→ **WHAT THE TASK ASKS**:
Arrange every line of the records below into a Markdown table with the columns Row and Line. Number each line in Row, skip blank lines, and leave the pictures out.

BEGIN EXERCISE DATA

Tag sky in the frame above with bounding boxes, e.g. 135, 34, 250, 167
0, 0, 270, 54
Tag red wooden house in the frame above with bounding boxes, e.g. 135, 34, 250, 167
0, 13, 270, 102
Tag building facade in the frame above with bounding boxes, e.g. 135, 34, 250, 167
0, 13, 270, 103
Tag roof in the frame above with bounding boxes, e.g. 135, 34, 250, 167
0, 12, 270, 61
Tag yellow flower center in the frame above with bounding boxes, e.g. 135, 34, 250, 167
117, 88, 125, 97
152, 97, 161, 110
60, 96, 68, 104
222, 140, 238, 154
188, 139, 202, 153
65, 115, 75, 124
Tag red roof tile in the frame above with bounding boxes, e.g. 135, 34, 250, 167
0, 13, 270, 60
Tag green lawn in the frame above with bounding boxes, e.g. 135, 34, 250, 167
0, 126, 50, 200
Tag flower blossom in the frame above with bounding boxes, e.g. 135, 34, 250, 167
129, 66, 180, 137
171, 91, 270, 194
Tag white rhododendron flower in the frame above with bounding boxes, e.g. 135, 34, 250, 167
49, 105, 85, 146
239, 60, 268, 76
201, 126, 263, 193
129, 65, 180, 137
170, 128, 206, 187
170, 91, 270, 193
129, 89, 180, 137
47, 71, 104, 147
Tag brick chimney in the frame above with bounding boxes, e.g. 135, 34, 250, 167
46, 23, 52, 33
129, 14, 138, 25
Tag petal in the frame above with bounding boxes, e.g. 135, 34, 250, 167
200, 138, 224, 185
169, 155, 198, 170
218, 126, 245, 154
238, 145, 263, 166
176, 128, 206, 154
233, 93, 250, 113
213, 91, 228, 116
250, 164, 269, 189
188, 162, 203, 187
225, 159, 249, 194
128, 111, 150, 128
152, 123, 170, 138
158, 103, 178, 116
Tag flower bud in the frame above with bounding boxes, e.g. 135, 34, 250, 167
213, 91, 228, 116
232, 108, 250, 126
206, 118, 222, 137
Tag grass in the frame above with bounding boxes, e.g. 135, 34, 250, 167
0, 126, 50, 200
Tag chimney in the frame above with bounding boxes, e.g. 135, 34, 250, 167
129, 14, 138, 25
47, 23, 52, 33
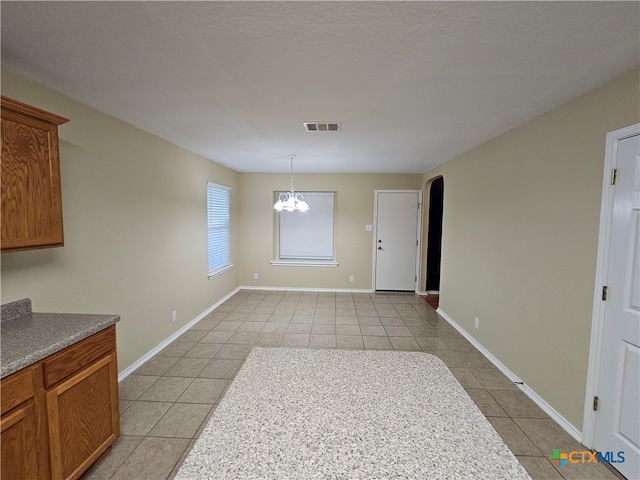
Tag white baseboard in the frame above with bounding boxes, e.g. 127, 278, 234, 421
118, 287, 241, 382
436, 308, 582, 442
238, 285, 373, 293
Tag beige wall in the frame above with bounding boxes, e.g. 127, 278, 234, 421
238, 173, 422, 290
423, 70, 640, 430
2, 71, 239, 371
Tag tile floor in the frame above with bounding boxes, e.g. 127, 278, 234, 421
83, 290, 620, 480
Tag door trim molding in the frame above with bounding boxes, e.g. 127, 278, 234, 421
371, 188, 423, 294
582, 123, 640, 448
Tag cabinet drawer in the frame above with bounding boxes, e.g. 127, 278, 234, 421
43, 325, 116, 388
1, 367, 34, 415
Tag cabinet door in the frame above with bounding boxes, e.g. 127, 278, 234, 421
46, 352, 120, 479
1, 97, 66, 252
0, 399, 40, 480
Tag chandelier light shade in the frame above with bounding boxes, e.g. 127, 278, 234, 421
273, 155, 309, 212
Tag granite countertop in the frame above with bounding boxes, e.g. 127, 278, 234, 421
0, 298, 120, 378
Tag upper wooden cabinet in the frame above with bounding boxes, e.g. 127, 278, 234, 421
1, 97, 69, 253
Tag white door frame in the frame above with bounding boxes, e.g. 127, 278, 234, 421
582, 123, 640, 448
371, 189, 422, 293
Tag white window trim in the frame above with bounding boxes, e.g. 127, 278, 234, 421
206, 182, 234, 279
270, 191, 340, 268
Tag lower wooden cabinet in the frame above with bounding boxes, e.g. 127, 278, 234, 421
0, 367, 49, 480
47, 354, 120, 479
0, 326, 120, 480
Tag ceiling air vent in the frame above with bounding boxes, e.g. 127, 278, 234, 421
302, 122, 340, 132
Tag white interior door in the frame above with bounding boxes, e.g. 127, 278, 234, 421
375, 190, 420, 292
593, 131, 640, 479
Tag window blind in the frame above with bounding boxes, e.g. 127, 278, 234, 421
279, 192, 334, 260
207, 182, 230, 276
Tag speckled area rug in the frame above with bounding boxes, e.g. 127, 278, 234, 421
175, 348, 530, 480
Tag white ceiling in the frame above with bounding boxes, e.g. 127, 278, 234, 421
1, 1, 640, 173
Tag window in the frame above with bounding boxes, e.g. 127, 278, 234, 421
274, 192, 336, 266
207, 182, 232, 278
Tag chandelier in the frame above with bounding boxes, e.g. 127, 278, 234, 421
273, 155, 309, 212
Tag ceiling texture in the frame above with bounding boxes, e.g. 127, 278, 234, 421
0, 1, 640, 173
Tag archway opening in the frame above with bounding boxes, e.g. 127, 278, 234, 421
425, 177, 444, 293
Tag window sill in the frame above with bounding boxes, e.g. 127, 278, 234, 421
207, 264, 234, 280
271, 260, 340, 267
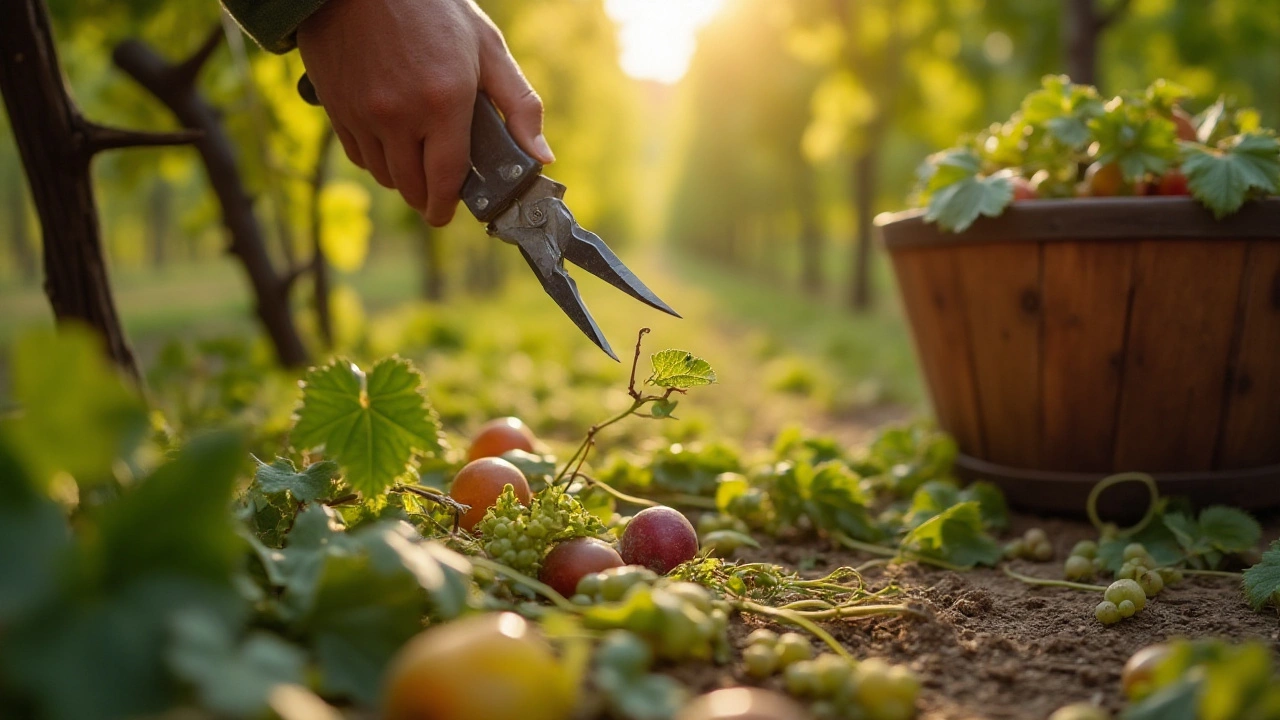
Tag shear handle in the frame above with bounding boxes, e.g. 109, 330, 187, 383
298, 73, 543, 223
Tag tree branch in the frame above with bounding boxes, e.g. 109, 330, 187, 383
1093, 0, 1133, 32
79, 120, 205, 155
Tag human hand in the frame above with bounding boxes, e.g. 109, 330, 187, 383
297, 0, 556, 227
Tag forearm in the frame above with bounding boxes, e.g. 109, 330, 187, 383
221, 0, 325, 53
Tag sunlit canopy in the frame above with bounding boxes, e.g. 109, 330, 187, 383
605, 0, 724, 83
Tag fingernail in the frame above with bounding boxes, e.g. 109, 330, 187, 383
534, 133, 556, 163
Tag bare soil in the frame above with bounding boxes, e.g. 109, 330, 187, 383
673, 516, 1280, 720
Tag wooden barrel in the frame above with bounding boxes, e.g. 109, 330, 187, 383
877, 197, 1280, 512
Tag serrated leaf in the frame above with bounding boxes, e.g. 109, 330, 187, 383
924, 159, 1014, 232
901, 501, 1004, 568
1244, 541, 1280, 610
292, 357, 442, 495
253, 457, 338, 502
1199, 505, 1262, 552
0, 323, 147, 489
648, 350, 716, 389
168, 610, 307, 717
1180, 133, 1280, 218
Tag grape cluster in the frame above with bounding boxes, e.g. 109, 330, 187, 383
1093, 579, 1147, 625
575, 576, 730, 662
742, 628, 920, 720
1116, 542, 1183, 597
476, 486, 605, 577
1005, 528, 1053, 562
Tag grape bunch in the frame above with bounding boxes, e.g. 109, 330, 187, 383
476, 486, 607, 577
1005, 528, 1053, 562
782, 653, 920, 720
1093, 579, 1147, 625
579, 576, 730, 662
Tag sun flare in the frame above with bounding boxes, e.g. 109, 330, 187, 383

END EXERCISE DATA

→ **COMPLETE ANSWER**:
| Row | Line |
|---|---|
| 1 | Tag sky in the frame above with bounding boxes, e.g. 135, 34, 250, 167 |
| 2 | 0, 0, 270, 54 |
| 3 | Tag red wooden house in the frame above with bounding boxes, e.g. 135, 34, 250, 167 |
| 4 | 0, 13, 270, 102 |
| 5 | Tag building facade in the frame above with bounding boxes, e.g. 135, 34, 250, 167 |
| 6 | 0, 13, 270, 103 |
| 7 | Tag roof in the frame above with bounding boxes, e.g. 135, 34, 250, 167 |
| 8 | 0, 12, 270, 61 |
| 9 | Tag yellow flower center in the frame above with bounding boxes, e.g. 135, 34, 250, 167 |
| 10 | 117, 88, 125, 97 |
| 11 | 152, 97, 161, 110 |
| 12 | 60, 96, 68, 104 |
| 13 | 222, 140, 238, 154 |
| 14 | 188, 139, 202, 153 |
| 15 | 65, 115, 75, 124 |
| 16 | Tag red roof tile in the frame above with bounding boxes, e.g. 135, 34, 250, 167 |
| 17 | 0, 13, 270, 60 |
| 18 | Tag green lawn in the frame above with bounding boxes, e.g. 135, 34, 250, 167 |
| 19 | 0, 126, 50, 200 |
| 20 | Tag flower blossom in the frame above with bounding boxes, e.g. 135, 34, 250, 167 |
| 21 | 129, 66, 180, 137 |
| 22 | 171, 91, 270, 194 |
| 23 | Tag white rhododendron flower in the frame above with bounding boxes, e.g. 135, 34, 250, 167 |
| 24 | 49, 105, 85, 146 |
| 25 | 239, 60, 268, 76 |
| 26 | 201, 126, 263, 193 |
| 27 | 129, 65, 180, 137 |
| 28 | 170, 128, 206, 187 |
| 29 | 170, 91, 270, 193 |
| 30 | 129, 89, 180, 137 |
| 31 | 47, 71, 104, 147 |
| 32 | Tag brick chimney in the frame above with bounding boxes, e.g. 135, 34, 250, 167 |
| 33 | 46, 23, 52, 33 |
| 34 | 129, 14, 138, 25 |
| 35 | Tag petal in the frame above with bounding boxes, e.g. 135, 34, 250, 167 |
| 36 | 200, 138, 224, 185 |
| 37 | 169, 155, 198, 170 |
| 38 | 218, 126, 245, 154 |
| 39 | 238, 145, 263, 166 |
| 40 | 176, 128, 206, 154 |
| 41 | 233, 93, 250, 113 |
| 42 | 213, 91, 228, 116 |
| 43 | 250, 164, 269, 189 |
| 44 | 188, 162, 203, 187 |
| 45 | 225, 159, 249, 194 |
| 46 | 128, 111, 150, 128 |
| 47 | 152, 123, 170, 138 |
| 48 | 158, 103, 178, 116 |
| 49 | Tag flower bud in the frame above with bounding boxes, e.g. 135, 34, 250, 167 |
| 50 | 213, 91, 228, 116 |
| 51 | 232, 108, 250, 126 |
| 52 | 206, 118, 222, 137 |
| 53 | Tag grass in the frame above with bounding boxes, e.g. 135, 34, 250, 167 |
| 54 | 0, 126, 50, 200 |
| 55 | Tag chimney in the frame above with bounding boxes, e.g. 135, 34, 250, 167 |
| 56 | 129, 14, 138, 25 |
| 57 | 47, 23, 52, 33 |
| 58 | Tag white baseboard in the frame above with bounding boxes, e.g. 127, 278, 234, 421 |
| 59 | 118, 287, 241, 382 |
| 60 | 436, 308, 582, 442 |
| 61 | 238, 285, 373, 293 |
| 62 | Tag beige wall in the frame above with bounding boxes, e.g. 127, 278, 234, 421 |
| 63 | 238, 173, 422, 290 |
| 64 | 423, 70, 640, 430 |
| 65 | 2, 71, 239, 371 |
| 66 | Tag tile floor in the frame above with bounding boxes, e.g. 127, 278, 234, 421 |
| 67 | 83, 290, 620, 480 |
| 68 | Tag door trim molding in the frame above with bounding boxes, e.g. 127, 278, 234, 421 |
| 69 | 371, 188, 423, 294 |
| 70 | 582, 123, 640, 448 |
| 71 | Tag cabinet drawer in the frame above with bounding boxes, e.g. 127, 278, 234, 421 |
| 72 | 43, 325, 116, 388 |
| 73 | 1, 367, 34, 415 |
| 74 | Tag cabinet door in the frame above with bounding boxes, e.g. 127, 278, 234, 421 |
| 75 | 46, 352, 120, 479 |
| 76 | 1, 97, 66, 252 |
| 77 | 0, 399, 40, 480 |
| 78 | Tag chandelier light shade in the frame above with bounding boxes, e.g. 127, 278, 234, 421 |
| 79 | 273, 155, 309, 212 |
| 80 | Tag granite countertop in the frame above with bounding boxes, e.g. 127, 278, 234, 421 |
| 81 | 0, 298, 120, 378 |
| 82 | Tag upper wooden cabinet in the frame above with bounding boxes, e.g. 127, 278, 234, 421 |
| 83 | 1, 97, 69, 253 |
| 84 | Tag white door frame in the frame above with bounding boxes, e.g. 127, 278, 234, 421 |
| 85 | 582, 123, 640, 448 |
| 86 | 371, 189, 422, 293 |
| 87 | Tag white window trim in the frame above with bounding boxes, e.g. 127, 278, 234, 421 |
| 88 | 206, 182, 234, 279 |
| 89 | 270, 191, 340, 268 |
| 90 | Tag lower wooden cabinet in the frame above with bounding boxes, e.g. 127, 278, 234, 421 |
| 91 | 0, 367, 49, 480 |
| 92 | 47, 354, 120, 479 |
| 93 | 0, 326, 120, 480 |
| 94 | Tag ceiling air vent in the frame above with bounding boxes, e.g. 127, 278, 234, 421 |
| 95 | 302, 122, 340, 132 |
| 96 | Tag white interior door in the frame above with bounding boxes, e.g. 127, 278, 234, 421 |
| 97 | 375, 190, 420, 292 |
| 98 | 593, 131, 640, 479 |
| 99 | Tag window blind in the frame above with bounding boxes, e.g. 127, 278, 234, 421 |
| 100 | 279, 192, 334, 260 |
| 101 | 207, 182, 230, 276 |
| 102 | Tag speckled area rug in the frame above with bounding boxes, e.g. 127, 278, 234, 421 |
| 103 | 175, 348, 530, 480 |
| 104 | Tag white ceiling in the frame above with bounding boxes, e.g. 127, 278, 234, 421 |
| 105 | 1, 1, 640, 173 |
| 106 | Tag window in the frame above with bounding boxes, e.g. 127, 278, 234, 421 |
| 107 | 274, 192, 336, 266 |
| 108 | 207, 182, 232, 278 |
| 109 | Tag chandelier in the frame above with bounding boxes, e.g. 127, 278, 234, 421 |
| 110 | 273, 155, 309, 212 |
| 111 | Tag ceiling texture in the frame above with bounding boxes, e.g. 127, 278, 234, 421 |
| 112 | 0, 1, 640, 173 |
| 113 | Tag archway opening in the frame above with bounding boxes, e.g. 127, 278, 234, 421 |
| 114 | 425, 177, 444, 293 |
| 115 | Tag window sill in the frame above with bounding boxes, e.g. 127, 278, 234, 421 |
| 116 | 207, 264, 234, 280 |
| 117 | 271, 260, 340, 267 |
| 118 | Tag shear handle in the frame above with bounding boxes, e.g. 109, 330, 187, 383 |
| 119 | 298, 73, 543, 223 |
| 120 | Tag tree branch in the frame above with bounding boxes, e.g. 109, 330, 187, 383 |
| 121 | 1093, 0, 1133, 32 |
| 122 | 79, 120, 205, 155 |
| 123 | Tag human hand in the frame above with bounding boxes, e.g. 109, 330, 187, 383 |
| 124 | 297, 0, 556, 227 |
| 125 | Tag forearm in the frame above with bounding boxes, e.g. 109, 330, 187, 383 |
| 126 | 221, 0, 325, 53 |
| 127 | Tag sunlit canopy in the frame above with bounding boxes, e.g. 109, 330, 187, 383 |
| 128 | 605, 0, 724, 83 |
| 129 | Tag fingernail in the frame above with bounding boxes, e.g. 109, 330, 187, 383 |
| 130 | 534, 133, 556, 163 |
| 131 | Tag bare soil in the frame above with bounding boxes, e.g. 109, 330, 187, 383 |
| 132 | 673, 516, 1280, 720 |
| 133 | Tag wooden barrel in the frame above with bounding boxes, e.g. 109, 330, 187, 383 |
| 134 | 877, 197, 1280, 512 |
| 135 | Tag serrated leaf in the frame above with bounding boxes, e.g. 109, 330, 187, 383 |
| 136 | 924, 159, 1014, 232 |
| 137 | 901, 501, 1004, 568 |
| 138 | 1244, 541, 1280, 610 |
| 139 | 292, 357, 442, 495 |
| 140 | 253, 457, 338, 502 |
| 141 | 1199, 505, 1262, 552 |
| 142 | 0, 323, 147, 489 |
| 143 | 648, 350, 716, 389 |
| 144 | 168, 610, 307, 717 |
| 145 | 1180, 133, 1280, 218 |
| 146 | Tag grape cluster in the frame above with bounding boxes, e.g. 109, 330, 187, 383 |
| 147 | 1093, 579, 1147, 625 |
| 148 | 575, 576, 730, 662 |
| 149 | 742, 628, 920, 720 |
| 150 | 1116, 542, 1183, 597 |
| 151 | 476, 486, 605, 577 |
| 152 | 1005, 528, 1053, 562 |
| 153 | Tag grape bunch in the frame above with bounding boxes, e.g. 109, 330, 187, 383 |
| 154 | 476, 486, 607, 577 |
| 155 | 1005, 528, 1053, 562 |
| 156 | 782, 653, 920, 720 |
| 157 | 1093, 579, 1147, 625 |
| 158 | 579, 576, 730, 662 |
| 159 | Tag sun flare in the frame above with bounding boxes, e.g. 109, 330, 187, 383 |